**SHORT EXERCISE**
Display every line of the material below that contains the string "detect". Matching is case-sensitive.

**TASK MATERIAL**
◇ ◇ ◇

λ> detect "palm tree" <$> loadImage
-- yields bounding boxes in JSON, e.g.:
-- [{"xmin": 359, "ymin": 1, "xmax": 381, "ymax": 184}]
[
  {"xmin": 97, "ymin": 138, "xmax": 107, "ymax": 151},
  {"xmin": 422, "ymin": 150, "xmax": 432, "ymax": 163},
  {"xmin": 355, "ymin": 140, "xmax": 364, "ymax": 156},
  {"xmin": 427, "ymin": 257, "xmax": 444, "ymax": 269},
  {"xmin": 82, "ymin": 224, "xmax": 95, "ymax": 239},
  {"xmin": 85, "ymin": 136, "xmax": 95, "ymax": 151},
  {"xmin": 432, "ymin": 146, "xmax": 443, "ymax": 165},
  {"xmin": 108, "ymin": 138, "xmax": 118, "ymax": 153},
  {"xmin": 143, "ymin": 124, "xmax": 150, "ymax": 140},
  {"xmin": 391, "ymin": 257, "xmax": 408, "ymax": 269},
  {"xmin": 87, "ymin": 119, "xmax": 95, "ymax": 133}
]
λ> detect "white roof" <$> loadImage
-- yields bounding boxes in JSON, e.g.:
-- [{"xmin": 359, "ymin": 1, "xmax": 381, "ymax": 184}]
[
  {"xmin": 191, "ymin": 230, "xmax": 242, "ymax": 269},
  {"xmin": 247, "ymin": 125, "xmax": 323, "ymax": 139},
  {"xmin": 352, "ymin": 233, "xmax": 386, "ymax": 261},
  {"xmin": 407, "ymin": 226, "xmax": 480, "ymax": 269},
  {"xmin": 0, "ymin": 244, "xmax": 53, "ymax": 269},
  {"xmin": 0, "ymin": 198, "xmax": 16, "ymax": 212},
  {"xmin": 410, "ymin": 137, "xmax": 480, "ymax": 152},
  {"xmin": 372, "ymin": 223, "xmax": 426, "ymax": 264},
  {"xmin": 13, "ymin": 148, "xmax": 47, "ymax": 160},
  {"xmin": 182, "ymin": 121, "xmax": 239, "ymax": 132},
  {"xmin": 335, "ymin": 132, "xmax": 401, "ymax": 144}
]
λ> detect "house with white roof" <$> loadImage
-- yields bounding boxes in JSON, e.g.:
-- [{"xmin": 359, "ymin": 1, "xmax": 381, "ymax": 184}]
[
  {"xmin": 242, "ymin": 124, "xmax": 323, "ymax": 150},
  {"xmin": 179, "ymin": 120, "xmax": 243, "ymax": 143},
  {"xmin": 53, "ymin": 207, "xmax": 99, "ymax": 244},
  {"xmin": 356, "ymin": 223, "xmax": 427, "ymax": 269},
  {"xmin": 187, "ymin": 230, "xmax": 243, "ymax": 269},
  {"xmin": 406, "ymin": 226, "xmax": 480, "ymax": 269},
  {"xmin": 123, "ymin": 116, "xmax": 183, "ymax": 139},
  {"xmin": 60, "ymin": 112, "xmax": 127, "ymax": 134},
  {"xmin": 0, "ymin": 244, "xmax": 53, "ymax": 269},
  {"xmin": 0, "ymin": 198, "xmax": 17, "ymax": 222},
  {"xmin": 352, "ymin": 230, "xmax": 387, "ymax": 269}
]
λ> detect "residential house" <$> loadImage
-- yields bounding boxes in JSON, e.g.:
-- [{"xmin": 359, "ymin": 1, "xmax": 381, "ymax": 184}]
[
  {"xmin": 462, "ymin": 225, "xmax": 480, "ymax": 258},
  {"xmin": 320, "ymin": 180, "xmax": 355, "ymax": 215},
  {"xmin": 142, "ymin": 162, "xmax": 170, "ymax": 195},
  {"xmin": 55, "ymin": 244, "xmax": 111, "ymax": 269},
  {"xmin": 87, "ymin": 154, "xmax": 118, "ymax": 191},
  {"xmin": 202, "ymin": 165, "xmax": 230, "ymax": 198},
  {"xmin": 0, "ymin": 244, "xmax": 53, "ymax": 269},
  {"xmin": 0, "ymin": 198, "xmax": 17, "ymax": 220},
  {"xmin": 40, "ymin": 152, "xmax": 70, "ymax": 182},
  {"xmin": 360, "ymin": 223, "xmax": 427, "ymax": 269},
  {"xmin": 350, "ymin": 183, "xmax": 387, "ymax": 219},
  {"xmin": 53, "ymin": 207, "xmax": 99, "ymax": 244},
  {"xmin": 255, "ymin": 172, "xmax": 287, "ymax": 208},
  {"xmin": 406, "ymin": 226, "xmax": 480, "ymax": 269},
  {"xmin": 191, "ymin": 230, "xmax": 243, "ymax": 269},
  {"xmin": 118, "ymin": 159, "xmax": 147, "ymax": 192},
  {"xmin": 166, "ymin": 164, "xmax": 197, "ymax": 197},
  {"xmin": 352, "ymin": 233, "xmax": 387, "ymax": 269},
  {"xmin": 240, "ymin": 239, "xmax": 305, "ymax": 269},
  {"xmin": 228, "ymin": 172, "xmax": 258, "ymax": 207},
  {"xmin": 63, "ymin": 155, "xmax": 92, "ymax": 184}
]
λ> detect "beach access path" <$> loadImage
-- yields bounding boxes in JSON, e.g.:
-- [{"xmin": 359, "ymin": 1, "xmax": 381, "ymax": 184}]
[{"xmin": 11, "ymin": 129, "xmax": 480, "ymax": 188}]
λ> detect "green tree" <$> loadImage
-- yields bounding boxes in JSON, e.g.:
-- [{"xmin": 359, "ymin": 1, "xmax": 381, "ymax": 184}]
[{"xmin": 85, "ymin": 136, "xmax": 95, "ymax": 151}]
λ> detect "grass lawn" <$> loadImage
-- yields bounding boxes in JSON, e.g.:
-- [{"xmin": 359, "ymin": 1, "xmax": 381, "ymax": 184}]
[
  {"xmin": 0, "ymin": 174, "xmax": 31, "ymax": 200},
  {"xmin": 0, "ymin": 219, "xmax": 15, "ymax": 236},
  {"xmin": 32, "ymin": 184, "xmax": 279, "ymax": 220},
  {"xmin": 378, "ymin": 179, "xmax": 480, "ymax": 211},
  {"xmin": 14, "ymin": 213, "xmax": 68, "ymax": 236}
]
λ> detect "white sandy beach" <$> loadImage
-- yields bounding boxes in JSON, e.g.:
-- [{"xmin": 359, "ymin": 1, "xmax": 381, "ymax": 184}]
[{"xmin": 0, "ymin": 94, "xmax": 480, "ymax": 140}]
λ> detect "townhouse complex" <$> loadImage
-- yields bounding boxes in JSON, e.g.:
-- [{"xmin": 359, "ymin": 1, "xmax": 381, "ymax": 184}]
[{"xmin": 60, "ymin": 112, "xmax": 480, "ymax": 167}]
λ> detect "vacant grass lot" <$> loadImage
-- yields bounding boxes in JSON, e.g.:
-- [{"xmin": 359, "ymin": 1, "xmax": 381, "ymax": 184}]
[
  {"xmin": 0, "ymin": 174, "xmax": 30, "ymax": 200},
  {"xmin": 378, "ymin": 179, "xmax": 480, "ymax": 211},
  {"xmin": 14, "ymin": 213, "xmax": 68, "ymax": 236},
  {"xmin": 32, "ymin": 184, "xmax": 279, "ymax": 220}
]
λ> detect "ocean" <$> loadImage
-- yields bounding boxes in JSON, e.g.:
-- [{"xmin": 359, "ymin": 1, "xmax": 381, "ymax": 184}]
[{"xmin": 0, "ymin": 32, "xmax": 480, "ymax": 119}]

◇ ◇ ◇

**TASK ANSWER**
λ> detect "palm tree" <$> loadImage
λ> detect "white roof" <$> loadImage
λ> detect "house with white roof" <$> loadImage
λ> detect "residential house" <$> loadImage
λ> detect "beach access path" <$> loadImage
λ> detect "green tree" <$> loadImage
λ> detect "grass lawn" <$> loadImage
λ> detect "white sandy beach" <$> loadImage
λ> detect "townhouse complex" <$> loadImage
λ> detect "vacant grass lot" <$> loadImage
λ> detect "ocean" <$> loadImage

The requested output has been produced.